### [Stated goal]
Return the whole listing, keeping every character the same.

### [Data rows]
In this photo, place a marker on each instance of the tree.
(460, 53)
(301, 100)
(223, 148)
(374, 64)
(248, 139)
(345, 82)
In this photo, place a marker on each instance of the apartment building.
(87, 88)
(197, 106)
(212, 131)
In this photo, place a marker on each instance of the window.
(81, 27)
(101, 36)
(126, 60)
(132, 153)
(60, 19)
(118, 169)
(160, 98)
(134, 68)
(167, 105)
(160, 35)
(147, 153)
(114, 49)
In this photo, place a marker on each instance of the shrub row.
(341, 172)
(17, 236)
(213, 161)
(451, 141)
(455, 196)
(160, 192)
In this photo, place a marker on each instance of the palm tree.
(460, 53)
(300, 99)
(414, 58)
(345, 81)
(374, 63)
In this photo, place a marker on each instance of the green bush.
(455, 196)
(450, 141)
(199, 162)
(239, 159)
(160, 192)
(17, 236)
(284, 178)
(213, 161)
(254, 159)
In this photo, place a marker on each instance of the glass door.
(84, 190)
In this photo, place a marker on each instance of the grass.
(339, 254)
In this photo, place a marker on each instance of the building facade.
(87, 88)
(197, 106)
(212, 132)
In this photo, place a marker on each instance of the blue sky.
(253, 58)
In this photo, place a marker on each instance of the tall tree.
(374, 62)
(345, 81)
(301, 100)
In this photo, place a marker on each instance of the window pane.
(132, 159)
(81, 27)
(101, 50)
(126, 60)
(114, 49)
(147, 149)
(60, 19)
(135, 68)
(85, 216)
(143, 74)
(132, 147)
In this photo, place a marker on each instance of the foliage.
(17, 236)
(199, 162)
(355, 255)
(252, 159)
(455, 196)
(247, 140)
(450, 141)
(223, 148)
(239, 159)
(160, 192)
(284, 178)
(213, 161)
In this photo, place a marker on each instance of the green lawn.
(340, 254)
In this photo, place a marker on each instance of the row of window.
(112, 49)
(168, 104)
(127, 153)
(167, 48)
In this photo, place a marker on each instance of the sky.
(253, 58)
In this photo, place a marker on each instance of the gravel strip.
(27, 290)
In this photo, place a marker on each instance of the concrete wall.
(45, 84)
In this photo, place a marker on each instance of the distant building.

### [Task solution]
In this photo, place a marker on each instance of the tree.
(460, 53)
(301, 100)
(223, 148)
(374, 64)
(248, 139)
(345, 82)
In this photo, place a marker on each instance of the apartment building.
(87, 88)
(197, 106)
(212, 131)
In this photo, place a marker on each instance of the window.
(81, 27)
(101, 36)
(126, 60)
(132, 153)
(60, 19)
(118, 169)
(160, 98)
(134, 68)
(167, 105)
(160, 35)
(147, 153)
(114, 49)
In this photo, place a marker on each instance of the shrub row.
(341, 172)
(17, 236)
(213, 161)
(451, 141)
(455, 196)
(160, 192)
In this photo, place a marker on each instance of the palm tree.
(460, 53)
(300, 99)
(414, 58)
(345, 81)
(374, 63)
In this photo, place a marker on each instance of the green bush.
(455, 196)
(450, 141)
(199, 162)
(239, 159)
(160, 192)
(17, 236)
(284, 178)
(213, 161)
(254, 159)
In this photo, place a marker on each instance of the glass door.
(84, 190)
In this photo, place a marker on each instance of the grass.
(339, 254)
In this photo, place a marker on each instance of the building facade.
(87, 88)
(197, 106)
(212, 132)
In this photo, place a marker on each instance of the blue sky.
(253, 58)
In this photo, place a marker on each instance of the tall tree.
(374, 62)
(345, 81)
(301, 100)
In this photo, place a marker on each instance of the window pane.
(132, 159)
(81, 27)
(101, 50)
(126, 60)
(114, 49)
(147, 149)
(60, 19)
(135, 68)
(85, 216)
(143, 74)
(132, 147)
In this photo, place a marker on each instance of the foliage.
(17, 236)
(199, 162)
(355, 255)
(252, 159)
(455, 196)
(247, 140)
(450, 141)
(223, 148)
(239, 159)
(160, 192)
(284, 178)
(213, 161)
In this photo, place a marker on each instance of the green lawn.
(340, 254)
In this photo, place a marker on each instance of the row of window.
(112, 49)
(168, 104)
(127, 153)
(167, 48)
In this photo, place a marker on each instance of the sky.
(253, 58)
In this photo, place a marker on each instance of the gravel strip.
(27, 290)
In this photo, place a marker on each instance of the concrete wall.
(45, 84)
In this photo, place a marker on each instance of the distant building.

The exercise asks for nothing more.